## SUPPLIED ENTRIES
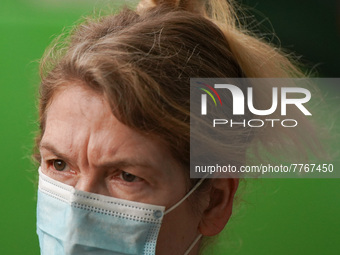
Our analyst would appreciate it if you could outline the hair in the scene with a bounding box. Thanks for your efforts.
[35,0,319,251]
[35,0,322,168]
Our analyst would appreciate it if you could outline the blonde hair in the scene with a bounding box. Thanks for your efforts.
[35,0,319,193]
[35,0,319,252]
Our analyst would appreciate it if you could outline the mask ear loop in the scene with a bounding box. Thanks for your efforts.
[184,234,202,255]
[164,174,208,215]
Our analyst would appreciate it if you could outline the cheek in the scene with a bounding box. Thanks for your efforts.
[157,200,201,255]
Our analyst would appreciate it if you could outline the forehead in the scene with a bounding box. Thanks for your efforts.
[42,86,170,167]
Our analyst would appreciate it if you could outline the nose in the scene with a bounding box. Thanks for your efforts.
[75,175,109,196]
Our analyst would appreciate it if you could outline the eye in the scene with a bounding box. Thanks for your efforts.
[120,171,141,182]
[53,159,67,171]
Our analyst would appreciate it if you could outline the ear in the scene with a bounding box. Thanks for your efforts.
[199,178,239,236]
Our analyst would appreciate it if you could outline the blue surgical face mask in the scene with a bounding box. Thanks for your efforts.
[37,169,203,255]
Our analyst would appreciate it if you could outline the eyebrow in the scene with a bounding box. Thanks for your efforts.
[39,142,71,162]
[39,142,157,173]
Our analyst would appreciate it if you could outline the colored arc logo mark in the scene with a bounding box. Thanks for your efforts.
[197,81,222,106]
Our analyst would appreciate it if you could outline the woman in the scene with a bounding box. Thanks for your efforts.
[36,0,318,255]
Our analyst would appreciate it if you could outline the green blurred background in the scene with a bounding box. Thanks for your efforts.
[0,0,340,255]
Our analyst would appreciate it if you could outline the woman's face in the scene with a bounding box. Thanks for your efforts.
[40,85,205,254]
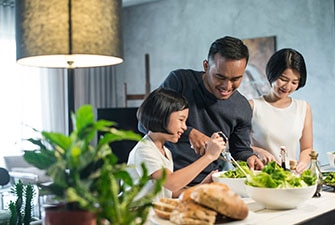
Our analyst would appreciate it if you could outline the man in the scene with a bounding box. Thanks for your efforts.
[161,37,263,186]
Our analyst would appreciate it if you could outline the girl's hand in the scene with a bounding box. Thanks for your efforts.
[205,133,226,161]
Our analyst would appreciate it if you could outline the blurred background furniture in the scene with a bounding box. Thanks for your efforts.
[123,54,150,107]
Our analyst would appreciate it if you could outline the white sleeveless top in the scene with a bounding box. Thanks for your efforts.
[251,97,307,165]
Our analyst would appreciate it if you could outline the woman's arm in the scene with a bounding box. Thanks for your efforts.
[296,103,313,173]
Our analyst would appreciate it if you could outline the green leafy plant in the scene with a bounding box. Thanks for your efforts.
[9,180,35,225]
[24,105,165,225]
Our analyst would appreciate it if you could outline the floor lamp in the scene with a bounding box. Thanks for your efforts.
[15,0,123,133]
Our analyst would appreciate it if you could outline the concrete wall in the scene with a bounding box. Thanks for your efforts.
[115,0,335,164]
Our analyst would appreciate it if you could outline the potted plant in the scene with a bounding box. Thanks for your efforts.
[8,180,35,225]
[24,105,165,225]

## PROBLEM
Print the lines above word for word, leaving out the pictures.

## CORRECT RESPONSE
Our analyst would appreciate it if you could outline the hair in the scene with a bounding box. Thanks for your efforts.
[35,0,319,251]
[35,0,322,168]
Our analyst would appreciate it if you could outline the blonde hair in the scene with a bounding box. Thanks for your efforts.
[35,0,319,193]
[35,0,319,252]
Our analyst would appreciate it if you could outline the mask ear loop in the scene with a bounding box. Thanks for your efforts.
[184,234,202,255]
[164,174,208,215]
Our analyst would appreciate it if you could outline the cheek in the scene with a bounding box. Thanks for your efforts.
[157,200,201,255]
Our analyst would appreciate it if you could outline the forehead in the scene with a bounding box. Thanks for your efforts.
[42,86,170,167]
Our analyst would appreciate it if you could outline the nose in the scene with a bounding box. Thanks for your efforts.
[75,175,109,196]
Our analyst would appreciate it if you could outline the eye in the scene with a bounding box. Thanks for your efforts.
[120,171,141,182]
[53,159,67,171]
Our analyst would appreciate it if you could outline the ear in the scene with a bounding box. Thanks for your efforts.
[199,178,239,236]
Our analyst would appreciate it if you could outline the blue surgical face mask in the scene with a bounding box. Thanks for your efforts.
[37,169,203,255]
Our analyst would appreciate it if you could outline the eyebrow in the scene with a bounding box. Thanks for your efforts.
[39,142,71,162]
[39,142,157,173]
Our analyst would appreciate it if you could outline the colored arc logo mark in the scene with a bounding box. Thanks for your efforts.
[197,81,222,106]
Our analyst would appreciate it if you could outline the woman in the scene with a bounding box. Thanks for your efforts.
[36,0,318,255]
Our analyst would appreciate it if you could outline the green blurred background in the scene with a bounding box. Thanks for your efforts.
[0,0,340,255]
Our analyst would appreciate it if you could outline the woman's face in the scene with a bounding box. Thanks for your efforts.
[40,85,205,254]
Our analyst would appreciate it if you could outline the man in the scene with a bounding box. Thanks for your efforts.
[161,37,263,186]
Our analyst would appreciate it if you could outline the girl's hand in the scene with a bounding box. Thanks for your efforts.
[205,133,226,161]
Our analyst would appreciate it if you could outline the blurred background furniture in the scene with a bounding box. Thanks for your efforts.
[123,54,150,107]
Our analyst would appreciate it if you could outline the white sleeveless top in the scene with a bounding box. Thanks for your efforts.
[251,97,307,165]
Our analyst would appreciate it if you could outline the woman's arm in the scene with a bounding box. Thanks for your efforts.
[296,103,313,173]
Our analyst would appreciate it if you could outline the green leafy plant in the scene with a bounding box. Thanks for your efforts.
[9,180,35,225]
[24,105,165,225]
Our analyst would appreciate it if you could outline the floor lamp in the scene with a bounding box. Thanks for your efforts.
[15,0,123,133]
Our analyst would appreciate it if you could outline the concrete wall in the scene with a bounding box. Thanks for your efforts.
[115,0,335,164]
Our analyst would appreciate it if you could outline the potted plant in the scene with a bounding box. Thanks for your efforts.
[8,180,35,225]
[24,105,165,225]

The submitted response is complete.